**THE REQUEST**
Put every line of the entries below into a JSON list of strings, one string per line, and leave out any blank lines.

**RECORDS SHOWN**
************
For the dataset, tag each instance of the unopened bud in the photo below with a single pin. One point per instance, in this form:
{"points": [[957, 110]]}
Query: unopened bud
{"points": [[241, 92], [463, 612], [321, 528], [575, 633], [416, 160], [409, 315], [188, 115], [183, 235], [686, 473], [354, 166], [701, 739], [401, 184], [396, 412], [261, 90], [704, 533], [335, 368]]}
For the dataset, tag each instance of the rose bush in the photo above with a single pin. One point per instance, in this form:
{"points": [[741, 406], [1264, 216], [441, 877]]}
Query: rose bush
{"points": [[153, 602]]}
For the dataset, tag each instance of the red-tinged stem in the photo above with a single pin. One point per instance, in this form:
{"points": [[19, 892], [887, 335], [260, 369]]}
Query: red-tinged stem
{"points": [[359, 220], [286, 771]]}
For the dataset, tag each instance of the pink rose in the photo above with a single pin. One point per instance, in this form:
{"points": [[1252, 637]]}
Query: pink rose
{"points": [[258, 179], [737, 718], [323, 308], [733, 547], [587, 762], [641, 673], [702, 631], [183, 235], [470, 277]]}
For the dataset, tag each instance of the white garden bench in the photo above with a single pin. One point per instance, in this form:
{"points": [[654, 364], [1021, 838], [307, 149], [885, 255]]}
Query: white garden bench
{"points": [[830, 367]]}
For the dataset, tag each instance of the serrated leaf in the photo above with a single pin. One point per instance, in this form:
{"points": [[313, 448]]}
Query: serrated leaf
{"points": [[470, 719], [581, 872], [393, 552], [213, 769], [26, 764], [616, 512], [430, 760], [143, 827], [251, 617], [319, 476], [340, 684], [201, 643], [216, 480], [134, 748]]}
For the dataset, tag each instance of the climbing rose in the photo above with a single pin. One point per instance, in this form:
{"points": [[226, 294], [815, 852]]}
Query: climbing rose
************
**REPLY TO THE EXERCISE**
[
  "For the dataset, tag each instance of the unopened bud in the photo below with a single pin. One point per instance, in this form:",
  "{\"points\": [[957, 110]]}",
  "Query: unopened bud",
  "{\"points\": [[241, 92], [463, 612], [321, 528], [575, 633], [416, 160], [409, 315], [188, 115], [183, 235], [686, 473], [354, 166], [701, 739], [401, 184], [396, 412], [261, 90], [704, 533], [335, 368]]}",
  "For the dataset, tag each instance of the rose bush in the photo above with a single pin. One point per instance, in this form:",
  "{\"points\": [[741, 406], [1264, 216], [441, 877]]}",
  "Query: rose bush",
  "{\"points\": [[153, 602]]}",
  "For the dataset, tag each instance of the red-tinged stem in the photo above with a single pin. One point per instance, in this form:",
  "{\"points\": [[19, 892], [887, 335], [260, 369]]}",
  "Query: red-tinged stem",
  "{\"points\": [[359, 220], [286, 771]]}",
  "For the dataset, tag each instance of the pink rose in the photo above with a single pin. One point per instance, in this form:",
  "{\"points\": [[1252, 637]]}",
  "Query: pink rose",
  "{\"points\": [[258, 179], [737, 718], [323, 308], [733, 547], [587, 762], [641, 673], [702, 631], [183, 235], [470, 277]]}",
  "For the dataset, tag each instance of the white garden bench in the photo above with a single pin. One point per instance, in this form:",
  "{\"points\": [[654, 364], [1021, 838], [307, 149], [885, 255]]}",
  "Query: white garden bench",
  "{\"points\": [[830, 367]]}",
  "For the dataset, tag each instance of the serrated leaf in the photo above with a single pin. One point per instance, in this form:",
  "{\"points\": [[313, 448]]}",
  "Query: serrated leaf",
  "{\"points\": [[470, 719], [581, 872], [393, 552], [213, 769], [26, 764], [616, 512], [430, 760], [143, 827], [251, 617], [319, 476], [340, 684], [201, 643], [216, 480], [134, 748]]}",
  "For the dataset, tag each instance of the climbing rose in the photo above with a single pin. One point per instance, in this form:",
  "{\"points\": [[226, 294], [815, 852]]}",
  "Query: climbing rose"
]